■ TASK OBJECTIVE ■
Pick out every line in the records below that contains the word "plate" and copy each one out in full.
★ ★ ★ ★
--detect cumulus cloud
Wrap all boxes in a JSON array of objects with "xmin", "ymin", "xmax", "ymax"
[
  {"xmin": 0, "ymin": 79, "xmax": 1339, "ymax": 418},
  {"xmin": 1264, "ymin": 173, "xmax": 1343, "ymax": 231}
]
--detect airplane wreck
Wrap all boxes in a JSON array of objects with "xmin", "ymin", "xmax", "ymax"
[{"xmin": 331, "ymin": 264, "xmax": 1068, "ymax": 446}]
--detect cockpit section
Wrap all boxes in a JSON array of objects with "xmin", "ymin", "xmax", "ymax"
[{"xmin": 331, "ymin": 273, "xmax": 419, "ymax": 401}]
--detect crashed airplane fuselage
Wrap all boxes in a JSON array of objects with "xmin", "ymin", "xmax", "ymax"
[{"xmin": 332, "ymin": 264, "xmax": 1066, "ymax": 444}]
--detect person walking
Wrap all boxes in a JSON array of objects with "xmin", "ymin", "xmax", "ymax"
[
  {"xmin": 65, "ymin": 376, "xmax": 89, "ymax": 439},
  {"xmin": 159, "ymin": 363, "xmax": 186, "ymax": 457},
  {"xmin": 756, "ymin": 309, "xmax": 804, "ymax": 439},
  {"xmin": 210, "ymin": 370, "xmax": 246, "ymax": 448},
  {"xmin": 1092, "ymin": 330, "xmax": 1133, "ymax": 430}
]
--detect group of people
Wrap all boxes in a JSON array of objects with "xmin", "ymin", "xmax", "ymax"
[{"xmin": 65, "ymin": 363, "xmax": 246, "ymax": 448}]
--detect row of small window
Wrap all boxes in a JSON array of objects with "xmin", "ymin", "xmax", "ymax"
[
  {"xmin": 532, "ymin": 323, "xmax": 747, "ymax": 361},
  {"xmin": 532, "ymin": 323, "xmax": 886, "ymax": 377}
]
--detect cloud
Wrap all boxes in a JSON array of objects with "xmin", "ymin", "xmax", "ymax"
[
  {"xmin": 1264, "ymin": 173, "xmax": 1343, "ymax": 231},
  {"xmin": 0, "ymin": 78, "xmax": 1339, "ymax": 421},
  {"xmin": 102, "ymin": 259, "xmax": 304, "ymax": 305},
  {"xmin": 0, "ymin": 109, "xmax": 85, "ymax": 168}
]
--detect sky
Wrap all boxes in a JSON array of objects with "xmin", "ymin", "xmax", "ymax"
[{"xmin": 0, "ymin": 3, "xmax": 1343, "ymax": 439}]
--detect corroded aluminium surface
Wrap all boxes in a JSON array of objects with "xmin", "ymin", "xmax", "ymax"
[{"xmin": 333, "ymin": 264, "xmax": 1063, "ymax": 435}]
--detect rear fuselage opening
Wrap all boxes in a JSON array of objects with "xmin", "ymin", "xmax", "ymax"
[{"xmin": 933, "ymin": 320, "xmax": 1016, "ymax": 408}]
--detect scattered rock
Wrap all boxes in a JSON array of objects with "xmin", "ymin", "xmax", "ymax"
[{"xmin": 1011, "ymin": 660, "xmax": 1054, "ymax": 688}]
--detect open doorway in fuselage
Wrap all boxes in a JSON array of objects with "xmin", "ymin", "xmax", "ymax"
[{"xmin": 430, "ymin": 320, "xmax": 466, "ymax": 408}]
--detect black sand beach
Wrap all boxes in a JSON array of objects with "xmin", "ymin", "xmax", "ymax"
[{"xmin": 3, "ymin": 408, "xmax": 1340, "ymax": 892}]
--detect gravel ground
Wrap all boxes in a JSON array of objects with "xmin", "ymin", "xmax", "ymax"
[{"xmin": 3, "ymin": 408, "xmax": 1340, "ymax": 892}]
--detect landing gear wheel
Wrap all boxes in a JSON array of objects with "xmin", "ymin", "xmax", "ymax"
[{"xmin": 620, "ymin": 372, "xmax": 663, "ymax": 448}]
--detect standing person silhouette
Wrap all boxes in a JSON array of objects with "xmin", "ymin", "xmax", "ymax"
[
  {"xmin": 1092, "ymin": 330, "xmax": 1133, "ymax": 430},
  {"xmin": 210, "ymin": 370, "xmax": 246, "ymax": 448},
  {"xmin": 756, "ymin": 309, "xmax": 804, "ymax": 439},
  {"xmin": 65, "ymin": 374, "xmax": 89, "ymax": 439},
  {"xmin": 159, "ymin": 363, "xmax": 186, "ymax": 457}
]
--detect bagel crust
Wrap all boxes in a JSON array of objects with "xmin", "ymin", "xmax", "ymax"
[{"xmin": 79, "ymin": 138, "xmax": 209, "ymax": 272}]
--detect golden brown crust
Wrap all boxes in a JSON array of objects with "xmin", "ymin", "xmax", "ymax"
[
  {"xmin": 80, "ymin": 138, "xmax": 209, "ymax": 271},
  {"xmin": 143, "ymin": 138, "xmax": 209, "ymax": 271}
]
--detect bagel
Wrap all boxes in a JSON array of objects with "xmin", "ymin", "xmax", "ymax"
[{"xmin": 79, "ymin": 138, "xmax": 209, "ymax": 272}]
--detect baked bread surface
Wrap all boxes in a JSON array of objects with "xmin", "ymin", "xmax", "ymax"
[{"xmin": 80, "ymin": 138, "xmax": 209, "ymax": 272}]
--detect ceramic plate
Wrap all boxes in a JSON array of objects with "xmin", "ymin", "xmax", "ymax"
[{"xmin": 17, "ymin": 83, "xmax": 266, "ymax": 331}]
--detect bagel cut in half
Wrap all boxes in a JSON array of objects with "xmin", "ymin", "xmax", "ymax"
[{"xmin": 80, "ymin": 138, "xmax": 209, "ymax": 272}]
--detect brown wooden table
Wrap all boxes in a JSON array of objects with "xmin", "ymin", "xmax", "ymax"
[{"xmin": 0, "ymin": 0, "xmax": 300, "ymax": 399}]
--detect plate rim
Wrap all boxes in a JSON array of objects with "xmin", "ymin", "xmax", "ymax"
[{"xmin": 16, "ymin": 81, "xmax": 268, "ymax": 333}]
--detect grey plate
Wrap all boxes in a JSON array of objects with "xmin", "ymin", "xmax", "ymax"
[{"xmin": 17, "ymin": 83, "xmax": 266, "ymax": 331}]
★ ★ ★ ★
■ RESPONSE TO THIS EXERCISE ■
--detect ceramic plate
--detect plate rim
--detect grey plate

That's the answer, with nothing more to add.